AIM OF THE TASK ▸
Answer these questions from the hurricane passage below:
(a) Which hurricane was heading toward Florida's coast in September 2017?
(b) Over how many days were family members moved out of harm's way?
(c) What kind of pet did the employee in the flood zone have?
>> BEGIN EXTRACT PROVIDED
Unfortunately, it wasn’t long before we had to put this plan into action. In September 2017, Hurricane Irma was heading toward Florida’s coast. Checking our database, we could see who lived in evacuation and flood zones. We called all employees who might be affected by the hurricane’s destruction and coordinated hotel rooms for them and their families. Over the course of three days, we helped move elderly grandparents, parents, and children out of harm’s way.
During this time we also received a more unusual request: an employee in the flood zone had a pet iguana, and she was concerned that it might get loose, or worse. She asked what we could do help. And that’s how, for the first time in Guardian’s history (at least as far as I’m aware), we offered to book a reptile into a hotel room. This iguana’s safety mattered to one of our employees, so it mattered to us.
>> END EXTRACT PROVIDED
>> BEGIN DATASET ROWS
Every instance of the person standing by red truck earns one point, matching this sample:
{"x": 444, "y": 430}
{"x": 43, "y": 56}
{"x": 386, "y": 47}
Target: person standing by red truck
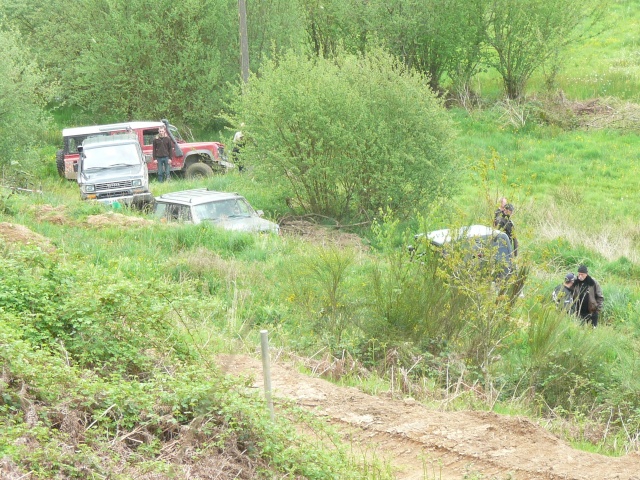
{"x": 162, "y": 153}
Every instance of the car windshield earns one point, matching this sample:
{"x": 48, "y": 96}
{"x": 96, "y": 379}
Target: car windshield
{"x": 222, "y": 209}
{"x": 111, "y": 156}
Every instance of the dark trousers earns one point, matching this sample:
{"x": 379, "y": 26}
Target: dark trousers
{"x": 163, "y": 169}
{"x": 591, "y": 318}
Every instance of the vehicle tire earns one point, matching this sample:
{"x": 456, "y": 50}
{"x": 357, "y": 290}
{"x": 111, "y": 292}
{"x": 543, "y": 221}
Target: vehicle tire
{"x": 198, "y": 170}
{"x": 60, "y": 162}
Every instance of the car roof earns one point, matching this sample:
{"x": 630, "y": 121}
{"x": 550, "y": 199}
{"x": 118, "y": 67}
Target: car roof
{"x": 440, "y": 237}
{"x": 95, "y": 129}
{"x": 196, "y": 196}
{"x": 118, "y": 139}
>> END DATASET ROWS
THE RESULT ▸
(a) Hurricane Irma
(b) Three days
(c) An iguana